━━━━━ DATA ROWS

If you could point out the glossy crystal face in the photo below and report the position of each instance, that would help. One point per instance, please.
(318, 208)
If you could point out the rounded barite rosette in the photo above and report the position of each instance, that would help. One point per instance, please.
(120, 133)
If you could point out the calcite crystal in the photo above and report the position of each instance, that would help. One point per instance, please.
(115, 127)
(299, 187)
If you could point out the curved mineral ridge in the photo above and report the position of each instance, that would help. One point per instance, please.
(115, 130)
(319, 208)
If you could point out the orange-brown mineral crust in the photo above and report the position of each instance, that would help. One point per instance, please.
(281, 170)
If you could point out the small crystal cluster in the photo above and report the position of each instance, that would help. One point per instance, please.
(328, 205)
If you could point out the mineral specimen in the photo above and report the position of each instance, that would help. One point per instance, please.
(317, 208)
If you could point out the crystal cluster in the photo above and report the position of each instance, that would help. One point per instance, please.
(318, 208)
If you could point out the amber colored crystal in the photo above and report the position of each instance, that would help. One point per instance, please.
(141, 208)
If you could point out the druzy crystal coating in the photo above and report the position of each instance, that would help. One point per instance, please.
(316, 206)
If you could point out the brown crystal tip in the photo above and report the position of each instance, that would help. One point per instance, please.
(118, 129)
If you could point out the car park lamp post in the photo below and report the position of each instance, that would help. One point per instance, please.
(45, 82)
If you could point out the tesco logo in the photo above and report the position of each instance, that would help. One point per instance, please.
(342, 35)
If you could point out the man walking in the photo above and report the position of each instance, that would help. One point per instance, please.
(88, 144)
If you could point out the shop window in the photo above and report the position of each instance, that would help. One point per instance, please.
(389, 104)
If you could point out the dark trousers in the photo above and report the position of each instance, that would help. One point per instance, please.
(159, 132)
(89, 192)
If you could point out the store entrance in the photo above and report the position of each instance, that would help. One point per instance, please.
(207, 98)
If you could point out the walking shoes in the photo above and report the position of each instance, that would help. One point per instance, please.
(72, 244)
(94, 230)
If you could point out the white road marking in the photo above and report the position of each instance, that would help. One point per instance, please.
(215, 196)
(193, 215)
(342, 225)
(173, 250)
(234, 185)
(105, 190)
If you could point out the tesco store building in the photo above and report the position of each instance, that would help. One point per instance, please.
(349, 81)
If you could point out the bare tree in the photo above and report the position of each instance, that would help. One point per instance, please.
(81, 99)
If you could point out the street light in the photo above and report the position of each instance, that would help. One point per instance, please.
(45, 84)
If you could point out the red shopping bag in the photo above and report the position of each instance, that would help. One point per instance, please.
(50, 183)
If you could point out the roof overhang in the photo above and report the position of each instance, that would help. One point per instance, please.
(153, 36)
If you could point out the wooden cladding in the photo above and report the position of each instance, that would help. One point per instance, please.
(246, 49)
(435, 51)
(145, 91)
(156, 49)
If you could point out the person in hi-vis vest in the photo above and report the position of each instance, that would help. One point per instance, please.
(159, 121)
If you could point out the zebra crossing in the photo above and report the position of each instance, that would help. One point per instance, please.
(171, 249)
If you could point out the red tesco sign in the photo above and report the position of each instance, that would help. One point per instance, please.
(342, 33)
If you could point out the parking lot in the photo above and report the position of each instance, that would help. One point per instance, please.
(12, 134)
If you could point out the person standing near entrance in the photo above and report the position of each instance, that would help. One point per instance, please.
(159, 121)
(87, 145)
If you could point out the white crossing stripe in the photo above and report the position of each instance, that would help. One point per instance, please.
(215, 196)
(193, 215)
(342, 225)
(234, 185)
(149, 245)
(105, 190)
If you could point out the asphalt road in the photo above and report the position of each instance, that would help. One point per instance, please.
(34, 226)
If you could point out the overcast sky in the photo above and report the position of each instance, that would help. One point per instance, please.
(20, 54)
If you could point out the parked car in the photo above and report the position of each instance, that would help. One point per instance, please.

━━━━━━━━━━

Copy out every one of the records above word for word.

WRITTEN REPLY:
If you could point out the glossy crystal face in the photo below and report the position of each instance, that would help. One point per instance, please.
(318, 208)
If you could point out the rounded barite rosette in the photo above and report the position of each instance, that would help. One point per instance, please.
(120, 133)
If you could point out the calcite crystal in the photo above and report the position of each instance, that would help. One point per instance, please.
(115, 127)
(299, 187)
If you could point out the curved mineral ridge in the photo above and report the position of each instance, that would help. One point per instance, please.
(115, 130)
(319, 208)
If you could point out the orange-brown mineral crust in the photo above and report the position of each instance, that would help. One point per instance, please.
(281, 170)
If you could point out the small crystal cluster in the photo above and report the position of each instance, that would help. One point per instance, please.
(328, 205)
If you could point out the mineral specimen in the photo above and report the position of each instance, that would help. One point per instance, please.
(317, 208)
If you could point out the crystal cluster in the photo above and report the position of each instance, that would help. One point per instance, please.
(318, 208)
If you could point out the amber colored crystal in the photo above and report the position of each instance, that would help. One point per instance, please.
(141, 208)
If you could point out the druzy crystal coating in the photo above and report the position of each instance, that would help. One point per instance, please.
(316, 206)
If you could point out the brown crystal tip in the photo above and report the position of each instance, that would help. One point per instance, please.
(118, 129)
If you could point out the car park lamp post in the photo below and report the position of each instance, that would help. One point per instance, please.
(45, 82)
If you could point out the tesco logo in the photo above and report the position of each instance, that would help. One point per instance, please.
(342, 35)
If you could point out the man walking in the photo above and report the position of each instance, that would help. One point per instance, please.
(88, 144)
If you could point out the shop window in the photo above and report the position of each instance, that would help. One point per instance, please.
(389, 104)
If you could point out the dark trousers in the photo above and report the position of each instance, that would help. One point per instance, please.
(159, 132)
(89, 192)
If you could point out the store entrance in the photo above and report the position of each instance, that would help. One point per instance, please.
(207, 98)
If you could point out the walking shoes in the photo above and report the position of each instance, that would help. One point per instance, please.
(72, 244)
(94, 230)
If you could point out the white road marking in the photo above and report the position of each instance, that would help. One point per instance, please.
(215, 196)
(193, 215)
(342, 225)
(173, 250)
(234, 185)
(105, 190)
If you could point out the tesco store building in the photo above and report the position of each instance, that would help. One point per instance, please.
(349, 81)
If you could point out the bare tree in the photo above and report the position of each instance, that would help. One point per instance, please.
(81, 99)
If you could point out the street light in the photo above and report the position of each instance, that would help. One point per instance, please.
(45, 84)
If you could point out the red shopping bag in the photo above and report the position of each instance, that would help. One point per instance, please.
(50, 183)
If you could point out the roof overhang in the photo above and report the position of each instance, that would help. One point per instance, please.
(153, 36)
If you could point out the wooden cladding in the photo above and report the position of each instance, that would help. One point per instance, please.
(246, 49)
(435, 51)
(145, 91)
(156, 49)
If you could point out the person in hi-vis vest in the photo above and report the position of each instance, that would help. One point per instance, please.
(159, 121)
If you could point out the zebra crossing in the photo above and report the position of each instance, that would help. One point per instance, please.
(171, 249)
If you could point out the red tesco sign in the photo above and report the position of each instance, that would help. One point per instance, please.
(342, 33)
If you could point out the parking lot in the photo above and report the position of each instance, that would help. One point per instance, please.
(12, 134)
If you could point out the person standing near entrance in the photo above and report the position of each instance, that would help. One point per instance, please.
(159, 121)
(87, 145)
If you could point out the white crossing stripe in the photo above and report the position of each instance, that would help. One point per instance, please.
(215, 196)
(193, 215)
(342, 225)
(234, 185)
(149, 245)
(105, 190)
If you could point out the asphalt road in the photo above and report the position of each instance, that would help. One point per instance, please.
(34, 226)
If you could point out the overcast sky in the photo above and report the position of each instance, that would help. One point per instance, please.
(20, 54)
If you could point out the parked car in the photo above and report the position of each instance, that would help. One point per instance, please.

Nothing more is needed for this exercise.